* Begin Text excerpt *

Training is very dependent on:
* the quality of your dataset.
* how much data you have.
* the bandwidth you quantized your audio to.

### Pre-Processed Dataset

A "libre" dataset can be found [here](https://huggingface.co/ecker/vall-e/blob/main/data.h5). Simply place it in the same folder as your `config.yaml`, and ensure its `dataset.use_hdf5` is set to `True`.

### Leverage Your Own Dataset

> **Note** It is highly recommended to utilize [mrq/ai-voice-cloning](https://git.ecker.tech/mrq/ai-voice-cloning) with `--tts-backend="vall-e"` to handle transcription and dataset preparations.

1. Put your data into a folder, e.g. `./data/custom`. Audio files should be named with the suffix `.wav` and text files with `.txt`.

2. Quantize the data: `python -m vall_e.emb.qnt ./data/custom`

3. Generate phonemes based on the text: `python -m vall_e.emb.g2p ./data/custom`

4. Customize your configuration and define the dataset by modifying `./data/config.yaml`. Refer to `./vall_e/config.py` for details. If you want to choose between different model presets, check `./vall_e/models/__init__.py`.

If you're interested in creating an HDF5 copy of your dataset, simply invoke: `python -m vall_e.data --action='hdf5' yaml='./data/config.yaml'`

5. Train the AR and NAR models using the following scripts: `python -m vall_e.train yaml=./data/config.yaml`

You may quit your training any time by just entering `quit` in your CLI. The latest checkpoint will be automatically saved.

* End Text excerpt *
* Begin Dataset excerpts *

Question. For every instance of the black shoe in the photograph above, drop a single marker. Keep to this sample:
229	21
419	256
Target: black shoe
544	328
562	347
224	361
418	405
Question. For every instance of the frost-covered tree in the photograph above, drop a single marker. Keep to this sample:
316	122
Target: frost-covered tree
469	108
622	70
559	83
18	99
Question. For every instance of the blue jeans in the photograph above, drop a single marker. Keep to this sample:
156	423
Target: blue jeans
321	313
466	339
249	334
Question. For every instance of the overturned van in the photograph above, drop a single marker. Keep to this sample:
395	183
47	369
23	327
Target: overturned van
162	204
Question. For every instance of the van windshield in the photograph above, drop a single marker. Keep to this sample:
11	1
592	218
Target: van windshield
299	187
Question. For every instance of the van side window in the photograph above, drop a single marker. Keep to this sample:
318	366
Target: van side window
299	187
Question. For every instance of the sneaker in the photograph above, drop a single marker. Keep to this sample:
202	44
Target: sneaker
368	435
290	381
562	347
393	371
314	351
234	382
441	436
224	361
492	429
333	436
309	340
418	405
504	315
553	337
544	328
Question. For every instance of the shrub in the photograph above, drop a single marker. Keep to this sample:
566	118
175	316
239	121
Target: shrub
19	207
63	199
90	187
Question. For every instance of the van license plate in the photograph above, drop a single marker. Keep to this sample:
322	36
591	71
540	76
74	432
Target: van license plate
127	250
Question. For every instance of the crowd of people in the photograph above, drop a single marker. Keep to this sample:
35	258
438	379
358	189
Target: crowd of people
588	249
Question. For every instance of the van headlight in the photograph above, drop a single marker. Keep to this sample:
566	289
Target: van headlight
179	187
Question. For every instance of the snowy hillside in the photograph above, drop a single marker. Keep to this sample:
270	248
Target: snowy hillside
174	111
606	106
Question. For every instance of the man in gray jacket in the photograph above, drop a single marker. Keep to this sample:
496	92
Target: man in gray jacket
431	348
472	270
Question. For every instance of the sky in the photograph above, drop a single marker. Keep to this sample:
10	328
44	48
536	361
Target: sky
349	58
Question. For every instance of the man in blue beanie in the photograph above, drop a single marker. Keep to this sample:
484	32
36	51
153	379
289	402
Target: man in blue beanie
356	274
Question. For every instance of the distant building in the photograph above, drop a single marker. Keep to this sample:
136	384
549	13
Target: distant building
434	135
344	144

* End Dataset excerpts *
* Begin Dataset excerpts *

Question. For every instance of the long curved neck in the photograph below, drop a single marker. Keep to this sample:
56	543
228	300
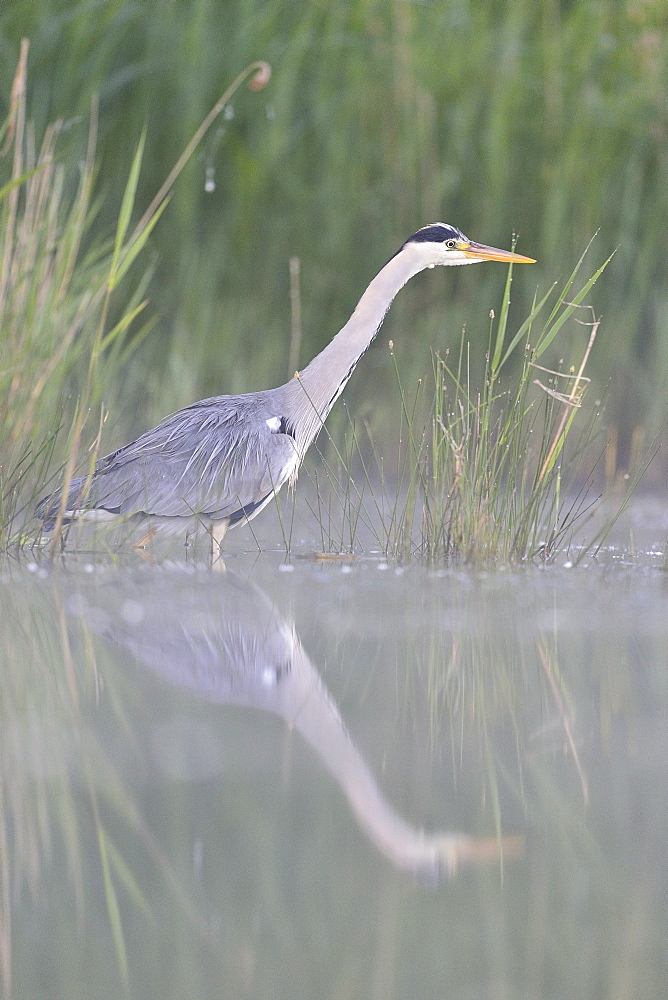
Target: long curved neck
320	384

* End Dataset excerpts *
* Begin Dataset excerpts *

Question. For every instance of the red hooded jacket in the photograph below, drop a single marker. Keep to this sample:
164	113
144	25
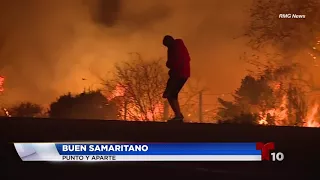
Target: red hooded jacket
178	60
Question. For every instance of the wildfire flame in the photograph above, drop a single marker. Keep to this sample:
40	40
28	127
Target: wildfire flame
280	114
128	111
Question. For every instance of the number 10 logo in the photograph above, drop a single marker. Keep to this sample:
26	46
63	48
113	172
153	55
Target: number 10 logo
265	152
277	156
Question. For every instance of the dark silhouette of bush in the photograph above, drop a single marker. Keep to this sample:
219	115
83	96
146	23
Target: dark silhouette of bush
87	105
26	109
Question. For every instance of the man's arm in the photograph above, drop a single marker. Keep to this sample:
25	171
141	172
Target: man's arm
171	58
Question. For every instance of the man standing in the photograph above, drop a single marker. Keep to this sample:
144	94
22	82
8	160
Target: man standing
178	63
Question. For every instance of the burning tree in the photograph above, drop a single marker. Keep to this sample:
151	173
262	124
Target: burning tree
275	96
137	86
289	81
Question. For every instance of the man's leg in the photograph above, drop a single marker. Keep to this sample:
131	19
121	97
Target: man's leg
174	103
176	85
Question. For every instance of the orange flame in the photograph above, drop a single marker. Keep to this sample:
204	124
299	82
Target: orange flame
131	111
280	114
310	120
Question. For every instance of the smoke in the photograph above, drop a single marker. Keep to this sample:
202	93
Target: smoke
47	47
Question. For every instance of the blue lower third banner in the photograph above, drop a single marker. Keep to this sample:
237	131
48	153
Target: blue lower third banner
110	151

* End Dataset excerpts *

**Exercise tasks**
**A)** Rename "highly recommended" to "strongly recommended" in the part of the VALL-E training notes running from "### Pre-Processed Dataset" up to and including "and dataset preparations.", and write out that part with the change.
**B)** According to the VALL-E training notes, how can a training run be stopped, and what happens to the latest checkpoint?
**C)** Continue the VALL-E training notes from their final sentence.
The entries stand apart from the VALL-E training notes as separate material.

**Task responses**
**A)**
### Pre-Processed Dataset

A "libre" dataset can be found [here](https://huggingface.co/ecker/vall-e/blob/main/data.h5). Simply place it in the same folder as your `config.yaml`, and ensure its `dataset.use_hdf5` is set to `True`.

### Leverage Your Own Dataset

> **Note** It is strongly recommended to utilize [mrq/ai-voice-cloning](https://git.ecker.tech/mrq/ai-voice-cloning) with `--tts-backend="vall-e"` to handle transcription and dataset preparations.

**B)** Training can be stopped at any time by entering `quit` in the CLI, and the latest checkpoint is saved automatically.

**C)**
### Dataset Formats

Two dataset formats are supported:
* the standard way:
  - data is stored under `${speaker}/${id}.phn.txt` and `${speaker}/${id}.qnt.pt`
* using an HDF5 dataset:
  - you can convert from the standard way with the following command: `python3 -m vall_e.data yaml="./path/to/your/config.yaml"`
  - this will shove everything into a single HDF5 file and store some metadata alongside (for now, the symbol map generated, and text/audio lengths)
  - be sure to also define `use_hdf5` in your config YAML.

### Plotting Metrics

Included is a helper script to parse the training metrics. Simply invoke it with, for example: `python3 -m vall_e.plot yaml="./training/valle/config.yaml"`

You can specify what X and Y labels you want to plot against by passing `--xs tokens_processed --ys loss stats.acc`

### Notices

#### Modifying `prom_levels`, `resp_levels`, Or `tasks` For A Model

If you're wanting to increase the `prom_levels` for a given model, or increase the `tasks` levels a model accepts, you will need to export your weights and set `train.load_state_dict` to `True` in your configuration YAML.

#### Training Under Windows

As training under `deepspeed` is not supported, under your `config.yaml`, simply change `trainer.backend` to `local` to use the local training backend.

Keep in mind that creature comforts like distributed training cannot be verified as working at the moment.

#### Training on Low-VRAM Cards

During experimentation, I've found I can comfortably train on a 4070Ti (12GiB VRAM) with `trainer.deepspeed.compression_training` enabled with both the AR and NAR at a batch size of 16.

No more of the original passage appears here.